Stored records
#####

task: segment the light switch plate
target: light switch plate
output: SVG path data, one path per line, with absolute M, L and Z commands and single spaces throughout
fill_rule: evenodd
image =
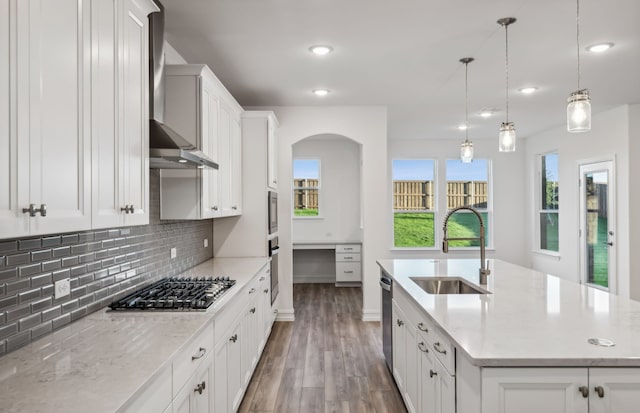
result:
M 174 259 L 175 257 L 178 256 L 178 251 L 176 250 L 176 248 L 171 248 L 171 259 Z
M 71 292 L 71 279 L 65 278 L 64 280 L 56 281 L 55 283 L 55 298 L 62 298 L 69 295 Z
M 205 238 L 204 239 L 204 247 L 207 248 L 209 246 L 209 239 Z

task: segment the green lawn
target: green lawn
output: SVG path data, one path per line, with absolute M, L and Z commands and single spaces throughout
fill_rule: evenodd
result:
M 482 213 L 482 219 L 487 222 L 487 213 Z M 469 238 L 478 236 L 478 219 L 475 215 L 456 213 L 449 219 L 448 235 L 450 238 Z M 442 224 L 436 225 L 437 231 L 442 231 Z M 396 247 L 433 247 L 434 222 L 433 213 L 398 212 L 393 214 L 394 246 Z M 488 241 L 489 234 L 485 234 Z M 480 241 L 450 241 L 450 247 L 479 246 Z
M 318 208 L 294 209 L 293 215 L 297 217 L 317 217 Z
M 593 280 L 592 282 L 603 287 L 609 286 L 609 247 L 607 246 L 607 218 L 598 218 L 598 242 L 589 245 L 593 249 Z

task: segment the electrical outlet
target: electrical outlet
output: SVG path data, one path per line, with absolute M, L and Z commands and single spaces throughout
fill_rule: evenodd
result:
M 55 298 L 62 298 L 69 295 L 71 292 L 71 279 L 65 278 L 64 280 L 56 281 L 55 283 Z
M 204 239 L 204 247 L 207 248 L 209 246 L 209 239 L 205 238 Z
M 178 250 L 174 248 L 171 248 L 171 259 L 174 259 L 175 257 L 178 256 Z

#####

Task brief: Taking the line containing "task: segment the green lawn" as the first, please return it and every line after it through the end of the entries, exactly and only those.

Response below:
task: segment the green lawn
target: green lawn
output: SVG path data, one path per line, with absolute M, L and Z commands and single spaces throughout
fill_rule: evenodd
result:
M 482 213 L 482 219 L 487 222 L 487 213 Z M 469 238 L 478 236 L 478 219 L 475 215 L 456 213 L 449 219 L 448 235 L 450 238 Z M 442 224 L 436 225 L 437 231 L 442 231 Z M 396 247 L 433 247 L 434 222 L 433 213 L 398 212 L 393 214 L 394 246 Z M 488 241 L 489 234 L 485 234 Z M 480 241 L 450 241 L 450 247 L 479 246 Z
M 318 208 L 294 209 L 293 215 L 297 217 L 317 217 Z
M 593 280 L 592 282 L 603 287 L 609 286 L 609 247 L 607 246 L 607 218 L 598 218 L 598 242 L 589 245 L 593 249 Z

task: segment the electrical outlet
target: electrical outlet
output: SVG path data, one path per line, with absolute M, L and Z commands and single spaces throughout
fill_rule: evenodd
result:
M 55 298 L 62 298 L 69 295 L 71 292 L 71 279 L 65 278 L 64 280 L 56 281 L 55 283 Z
M 204 239 L 204 247 L 207 248 L 209 246 L 209 239 L 205 238 Z
M 178 250 L 174 248 L 171 248 L 171 259 L 174 259 L 175 257 L 178 256 Z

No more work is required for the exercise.